Filter task. Return each line of the material that holds the string "below".

-- Opening Marker --

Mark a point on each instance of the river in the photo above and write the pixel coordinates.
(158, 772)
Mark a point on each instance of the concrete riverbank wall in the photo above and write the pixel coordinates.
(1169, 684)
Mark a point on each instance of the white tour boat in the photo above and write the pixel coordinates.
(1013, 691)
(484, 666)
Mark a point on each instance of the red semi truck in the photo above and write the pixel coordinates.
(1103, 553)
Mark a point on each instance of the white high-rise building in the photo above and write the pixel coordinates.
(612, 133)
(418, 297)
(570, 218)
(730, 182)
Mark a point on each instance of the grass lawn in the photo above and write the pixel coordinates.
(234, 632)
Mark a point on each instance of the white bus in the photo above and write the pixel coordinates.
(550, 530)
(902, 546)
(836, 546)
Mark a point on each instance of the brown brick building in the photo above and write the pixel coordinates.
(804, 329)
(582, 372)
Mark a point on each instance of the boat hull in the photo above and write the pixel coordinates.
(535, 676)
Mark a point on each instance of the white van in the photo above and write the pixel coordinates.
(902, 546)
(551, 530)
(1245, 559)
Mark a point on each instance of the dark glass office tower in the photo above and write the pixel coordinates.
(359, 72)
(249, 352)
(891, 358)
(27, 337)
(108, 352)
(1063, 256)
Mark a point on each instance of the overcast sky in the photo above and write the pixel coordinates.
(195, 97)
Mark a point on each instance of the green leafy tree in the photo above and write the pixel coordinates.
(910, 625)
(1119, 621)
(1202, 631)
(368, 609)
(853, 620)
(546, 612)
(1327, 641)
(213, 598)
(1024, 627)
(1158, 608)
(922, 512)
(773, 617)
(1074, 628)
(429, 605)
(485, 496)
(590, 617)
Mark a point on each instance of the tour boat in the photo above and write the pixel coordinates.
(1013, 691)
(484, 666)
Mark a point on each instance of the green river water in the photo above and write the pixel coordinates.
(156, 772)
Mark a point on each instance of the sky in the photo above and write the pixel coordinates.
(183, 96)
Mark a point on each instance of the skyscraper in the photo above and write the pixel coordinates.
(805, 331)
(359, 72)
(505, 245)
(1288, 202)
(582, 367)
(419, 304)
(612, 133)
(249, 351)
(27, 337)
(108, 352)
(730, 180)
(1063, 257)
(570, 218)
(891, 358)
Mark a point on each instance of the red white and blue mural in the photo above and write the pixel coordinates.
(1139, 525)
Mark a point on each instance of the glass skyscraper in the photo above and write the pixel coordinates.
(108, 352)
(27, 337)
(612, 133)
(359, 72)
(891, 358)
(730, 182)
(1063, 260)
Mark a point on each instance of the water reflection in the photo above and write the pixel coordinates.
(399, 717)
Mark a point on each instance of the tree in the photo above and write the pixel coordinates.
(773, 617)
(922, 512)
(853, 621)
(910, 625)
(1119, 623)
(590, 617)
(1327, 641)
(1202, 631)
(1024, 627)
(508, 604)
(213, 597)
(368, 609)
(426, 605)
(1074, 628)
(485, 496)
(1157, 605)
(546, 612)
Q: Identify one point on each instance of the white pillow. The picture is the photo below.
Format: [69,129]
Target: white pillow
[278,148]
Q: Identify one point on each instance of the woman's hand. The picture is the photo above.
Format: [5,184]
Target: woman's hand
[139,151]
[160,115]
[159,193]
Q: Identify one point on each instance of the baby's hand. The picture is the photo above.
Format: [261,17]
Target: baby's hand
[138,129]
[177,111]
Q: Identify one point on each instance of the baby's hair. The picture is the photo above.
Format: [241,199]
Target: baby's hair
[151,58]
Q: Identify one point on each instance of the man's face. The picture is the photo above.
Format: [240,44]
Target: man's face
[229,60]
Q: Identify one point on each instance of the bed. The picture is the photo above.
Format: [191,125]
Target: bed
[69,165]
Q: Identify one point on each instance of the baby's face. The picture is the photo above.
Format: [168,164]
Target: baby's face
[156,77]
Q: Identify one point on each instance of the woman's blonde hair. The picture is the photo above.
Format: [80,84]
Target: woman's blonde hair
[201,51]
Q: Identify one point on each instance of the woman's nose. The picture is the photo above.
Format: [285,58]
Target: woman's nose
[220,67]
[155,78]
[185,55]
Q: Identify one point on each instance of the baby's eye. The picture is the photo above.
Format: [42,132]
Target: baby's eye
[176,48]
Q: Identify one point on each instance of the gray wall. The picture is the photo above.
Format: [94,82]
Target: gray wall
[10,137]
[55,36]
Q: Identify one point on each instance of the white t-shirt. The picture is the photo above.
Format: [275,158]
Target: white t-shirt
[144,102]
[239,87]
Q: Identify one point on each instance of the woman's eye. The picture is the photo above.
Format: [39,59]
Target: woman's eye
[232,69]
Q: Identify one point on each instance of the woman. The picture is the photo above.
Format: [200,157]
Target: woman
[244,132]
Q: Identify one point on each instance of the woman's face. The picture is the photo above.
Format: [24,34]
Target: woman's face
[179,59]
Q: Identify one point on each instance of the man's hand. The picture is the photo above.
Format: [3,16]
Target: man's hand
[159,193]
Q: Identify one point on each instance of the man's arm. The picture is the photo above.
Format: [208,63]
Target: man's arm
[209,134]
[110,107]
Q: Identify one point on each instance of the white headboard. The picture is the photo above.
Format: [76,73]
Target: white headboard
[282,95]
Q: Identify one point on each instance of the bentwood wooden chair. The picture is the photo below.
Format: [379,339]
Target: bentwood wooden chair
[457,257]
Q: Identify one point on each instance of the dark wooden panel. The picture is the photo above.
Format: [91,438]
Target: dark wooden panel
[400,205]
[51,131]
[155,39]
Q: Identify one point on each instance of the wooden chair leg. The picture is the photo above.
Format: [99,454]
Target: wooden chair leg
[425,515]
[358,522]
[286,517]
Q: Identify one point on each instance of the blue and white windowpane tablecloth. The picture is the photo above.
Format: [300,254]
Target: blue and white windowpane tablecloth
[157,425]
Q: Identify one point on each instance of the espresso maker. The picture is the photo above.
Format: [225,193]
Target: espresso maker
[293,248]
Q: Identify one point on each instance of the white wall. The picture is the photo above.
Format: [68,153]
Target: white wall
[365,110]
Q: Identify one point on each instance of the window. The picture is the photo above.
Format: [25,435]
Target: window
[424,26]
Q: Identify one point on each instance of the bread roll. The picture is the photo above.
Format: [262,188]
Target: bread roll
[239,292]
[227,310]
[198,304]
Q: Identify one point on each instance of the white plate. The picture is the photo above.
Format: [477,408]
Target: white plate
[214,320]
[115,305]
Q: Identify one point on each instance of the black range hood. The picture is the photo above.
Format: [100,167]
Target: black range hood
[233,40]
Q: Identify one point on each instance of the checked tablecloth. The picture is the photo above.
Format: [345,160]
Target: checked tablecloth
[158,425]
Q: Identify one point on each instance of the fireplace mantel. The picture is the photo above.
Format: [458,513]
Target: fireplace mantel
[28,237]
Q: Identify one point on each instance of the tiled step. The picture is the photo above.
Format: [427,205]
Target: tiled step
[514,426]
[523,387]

-- Closing Marker --

_Task output_
Q: Identify one point on each instance of the white pillow. The picture is the photo below.
Q: Identify one point on each instance of the bentwood wooden chair. The picture is the photo below.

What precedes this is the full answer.